Through the years, IBF heavyweight champion Wladimir Klitschko and his brother, former WBC heavyweight champion Vitali Klitschko, and have become known as good people with a social conscience.

Wladimir devotes considerable time to raising public awareness and funds for UNESCO (the United Nations Educational, Scientific, and Cultural Organization). “My understanding of life changes as I see things with my own eyes,” he said recently. “The world is getting smaller. We have to act differently and change our relationships to each other.”

Vitali went even further, actively campaigning as a reform candidate for election as mayor of Kiev last year.

That bit of history is relevant now because Team Klitschko is currently engaged in maneuvering that, if successful, will tarnish the Klitschko reputation forever.

On September 2, 2006, Samuel Peter of Nigeria defeated James Toney in a bout that was supposed to determine the mandatory challenger for WBC heavyweight beltholder Oleg Maskaev. But the powers-that-be at the WBC ruled that the decision in Peter’s favor was “controversial” and ordered the two men to fight a rematch. They did, with Peter winning convincingly on January 6.

Meanwhile, the Klitschko camp has been trying to arrange a unification bout between Maskaev and one of the brothers. Initially, it wanted Peter to accept step-aside money to allow Wladimir to fight Maskaev. Peter refused. Now Team Klitschko is urging the WBC to allow Vitali to come out of retirement and jump over Peter as the mandatory challenger by virtue of the Ukrainian being a “champion emeritus.”

■ Brief 1 ■
Copy out, word for word, the portion of the records that begins with the line containing "any missed embroidered" and runs through the final line of the records, including both of those lines.

Data entries:
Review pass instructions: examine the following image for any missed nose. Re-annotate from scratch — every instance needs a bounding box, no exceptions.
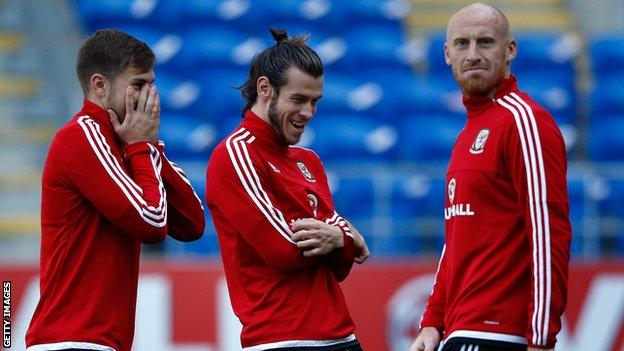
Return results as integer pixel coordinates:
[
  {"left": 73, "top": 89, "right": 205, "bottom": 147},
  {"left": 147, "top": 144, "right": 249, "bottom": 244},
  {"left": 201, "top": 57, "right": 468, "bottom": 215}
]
[{"left": 466, "top": 40, "right": 481, "bottom": 63}]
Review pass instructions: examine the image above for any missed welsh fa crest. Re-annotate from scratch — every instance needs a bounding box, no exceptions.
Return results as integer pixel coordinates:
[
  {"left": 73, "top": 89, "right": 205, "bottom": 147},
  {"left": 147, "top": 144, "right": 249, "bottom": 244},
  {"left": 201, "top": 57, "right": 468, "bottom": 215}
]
[
  {"left": 448, "top": 178, "right": 456, "bottom": 203},
  {"left": 297, "top": 161, "right": 316, "bottom": 182},
  {"left": 470, "top": 129, "right": 490, "bottom": 155}
]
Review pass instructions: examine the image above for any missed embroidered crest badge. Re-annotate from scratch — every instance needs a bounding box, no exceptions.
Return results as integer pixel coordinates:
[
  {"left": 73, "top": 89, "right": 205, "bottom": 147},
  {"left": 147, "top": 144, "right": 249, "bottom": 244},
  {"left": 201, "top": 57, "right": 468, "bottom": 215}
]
[
  {"left": 470, "top": 129, "right": 490, "bottom": 155},
  {"left": 448, "top": 178, "right": 455, "bottom": 203},
  {"left": 297, "top": 161, "right": 316, "bottom": 182}
]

■ Brief 2 ■
Reproduce the entire passage about the Klitschko brothers and the WBC heavyweight title, word for word.

■ Expected output 1 ■
Review pass instructions: examine the image above for any missed embroidered crest badge. Re-annotate from scratch — every instance needs a bounding box, no exceptions.
Return results as integer pixel coordinates:
[
  {"left": 73, "top": 89, "right": 205, "bottom": 147},
  {"left": 147, "top": 144, "right": 249, "bottom": 244},
  {"left": 201, "top": 57, "right": 468, "bottom": 215}
]
[
  {"left": 470, "top": 129, "right": 490, "bottom": 155},
  {"left": 448, "top": 178, "right": 455, "bottom": 203},
  {"left": 297, "top": 161, "right": 316, "bottom": 182}
]

■ Expected output 2 ■
Through the years, IBF heavyweight champion Wladimir Klitschko and his brother, former WBC heavyweight champion Vitali Klitschko, and have become known as good people with a social conscience.

Wladimir devotes considerable time to raising public awareness and funds for UNESCO (the United Nations Educational, Scientific, and Cultural Organization). “My understanding of life changes as I see things with my own eyes,” he said recently. “The world is getting smaller. We have to act differently and change our relationships to each other.”

Vitali went even further, actively campaigning as a reform candidate for election as mayor of Kiev last year.

That bit of history is relevant now because Team Klitschko is currently engaged in maneuvering that, if successful, will tarnish the Klitschko reputation forever.

On September 2, 2006, Samuel Peter of Nigeria defeated James Toney in a bout that was supposed to determine the mandatory challenger for WBC heavyweight beltholder Oleg Maskaev. But the powers-that-be at the WBC ruled that the decision in Peter’s favor was “controversial” and ordered the two men to fight a rematch. They did, with Peter winning convincingly on January 6.

Meanwhile, the Klitschko camp has been trying to arrange a unification bout between Maskaev and one of the brothers. Initially, it wanted Peter to accept step-aside money to allow Wladimir to fight Maskaev. Peter refused. Now Team Klitschko is urging the WBC to allow Vitali to come out of retirement and jump over Peter as the mandatory challenger by virtue of the Ukrainian being a “champion emeritus.”